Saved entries

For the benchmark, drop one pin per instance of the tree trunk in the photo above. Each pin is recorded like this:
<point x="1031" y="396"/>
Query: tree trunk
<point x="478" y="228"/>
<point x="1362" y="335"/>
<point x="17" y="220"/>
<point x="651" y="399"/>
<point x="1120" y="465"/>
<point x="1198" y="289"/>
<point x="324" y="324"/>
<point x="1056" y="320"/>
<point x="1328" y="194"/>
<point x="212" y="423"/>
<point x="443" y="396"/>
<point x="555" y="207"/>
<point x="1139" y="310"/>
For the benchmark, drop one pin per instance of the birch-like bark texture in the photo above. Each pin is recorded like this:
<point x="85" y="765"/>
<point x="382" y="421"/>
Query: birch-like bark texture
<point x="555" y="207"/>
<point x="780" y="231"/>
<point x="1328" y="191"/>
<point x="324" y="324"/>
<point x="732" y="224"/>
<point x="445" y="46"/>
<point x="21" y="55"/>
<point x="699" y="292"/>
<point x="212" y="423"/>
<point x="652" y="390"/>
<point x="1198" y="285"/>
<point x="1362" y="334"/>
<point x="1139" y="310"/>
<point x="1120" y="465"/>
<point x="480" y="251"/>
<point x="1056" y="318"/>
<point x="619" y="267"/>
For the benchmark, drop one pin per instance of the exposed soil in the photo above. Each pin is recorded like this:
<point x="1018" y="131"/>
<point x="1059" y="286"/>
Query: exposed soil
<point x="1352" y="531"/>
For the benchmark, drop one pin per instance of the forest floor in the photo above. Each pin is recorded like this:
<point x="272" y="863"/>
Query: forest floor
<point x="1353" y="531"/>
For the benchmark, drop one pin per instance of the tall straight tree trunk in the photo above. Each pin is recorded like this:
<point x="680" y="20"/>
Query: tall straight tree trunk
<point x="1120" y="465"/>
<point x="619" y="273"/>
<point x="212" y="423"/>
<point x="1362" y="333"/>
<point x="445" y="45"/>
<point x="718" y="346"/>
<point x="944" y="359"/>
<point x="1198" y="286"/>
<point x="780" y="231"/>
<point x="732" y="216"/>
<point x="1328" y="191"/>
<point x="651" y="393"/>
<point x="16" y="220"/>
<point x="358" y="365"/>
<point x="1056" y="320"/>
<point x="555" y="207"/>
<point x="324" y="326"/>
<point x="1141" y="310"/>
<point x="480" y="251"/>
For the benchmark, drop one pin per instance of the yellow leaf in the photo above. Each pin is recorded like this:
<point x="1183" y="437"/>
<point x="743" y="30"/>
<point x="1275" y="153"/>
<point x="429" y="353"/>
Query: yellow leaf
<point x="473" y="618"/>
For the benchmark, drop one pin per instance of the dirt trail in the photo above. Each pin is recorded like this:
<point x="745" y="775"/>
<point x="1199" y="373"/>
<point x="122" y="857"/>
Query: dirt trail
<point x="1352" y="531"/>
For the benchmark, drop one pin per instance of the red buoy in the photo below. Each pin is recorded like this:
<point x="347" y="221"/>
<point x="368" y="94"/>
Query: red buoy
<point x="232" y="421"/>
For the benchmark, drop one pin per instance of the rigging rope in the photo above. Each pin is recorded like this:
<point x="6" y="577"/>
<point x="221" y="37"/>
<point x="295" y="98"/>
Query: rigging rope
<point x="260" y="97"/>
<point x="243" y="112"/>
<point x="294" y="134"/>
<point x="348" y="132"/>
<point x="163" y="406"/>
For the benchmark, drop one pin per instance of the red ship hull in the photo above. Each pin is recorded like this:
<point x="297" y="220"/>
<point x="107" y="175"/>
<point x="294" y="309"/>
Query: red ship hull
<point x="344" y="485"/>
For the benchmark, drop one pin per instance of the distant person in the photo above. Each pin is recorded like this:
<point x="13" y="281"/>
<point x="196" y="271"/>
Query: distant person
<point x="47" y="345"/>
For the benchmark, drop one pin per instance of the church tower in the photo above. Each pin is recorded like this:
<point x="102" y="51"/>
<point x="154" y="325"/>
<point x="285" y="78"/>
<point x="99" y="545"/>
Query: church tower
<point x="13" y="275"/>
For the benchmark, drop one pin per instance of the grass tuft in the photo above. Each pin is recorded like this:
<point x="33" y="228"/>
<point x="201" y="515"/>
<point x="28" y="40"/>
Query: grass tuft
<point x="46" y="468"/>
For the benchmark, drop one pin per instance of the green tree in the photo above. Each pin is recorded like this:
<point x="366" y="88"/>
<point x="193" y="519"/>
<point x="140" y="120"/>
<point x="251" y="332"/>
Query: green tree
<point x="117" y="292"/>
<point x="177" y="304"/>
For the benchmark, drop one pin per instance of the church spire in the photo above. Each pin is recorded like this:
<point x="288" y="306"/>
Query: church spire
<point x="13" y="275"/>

### Exercise description
Rewrite the part of the data that begins with the line containing "For the benchmark, drop one pin per instance of the distant" and runs through the end of the data, keeping every line in place. Multiply only the coordinates in the points listed after each "Query:" line by 2.4, rounding each result to a whole number with halves rounded up.

### Expected answer
For the benchmark, drop one pin per instance of the distant person in the photo above. Each pin is recorded like this:
<point x="13" y="281"/>
<point x="196" y="271"/>
Query: distant person
<point x="113" y="828"/>
For the benchmark, drop one pin per instance of the church tower in the photo above. Each pin is recorded like this:
<point x="102" y="51"/>
<point x="154" y="325"/>
<point x="285" y="78"/>
<point x="99" y="545"/>
Query: church tower
<point x="31" y="660"/>
For the benchmark, drop one pin per instance of the grass tuft in the photo above. Each pin is recorded like this:
<point x="33" y="228"/>
<point x="201" y="515"/>
<point x="28" y="40"/>
Query: grass tuft
<point x="110" y="1123"/>
For the benchmark, drop one pin per instance of the green tree in the photo above. Each pin is recorded like this:
<point x="366" y="88"/>
<point x="193" y="519"/>
<point x="140" y="120"/>
<point x="251" y="332"/>
Query: green tree
<point x="281" y="701"/>
<point x="425" y="730"/>
For the benchmark, drop one pin per instance of the church spire in the photo above. Each pin is recorded like this:
<point x="288" y="306"/>
Query: church spire
<point x="31" y="660"/>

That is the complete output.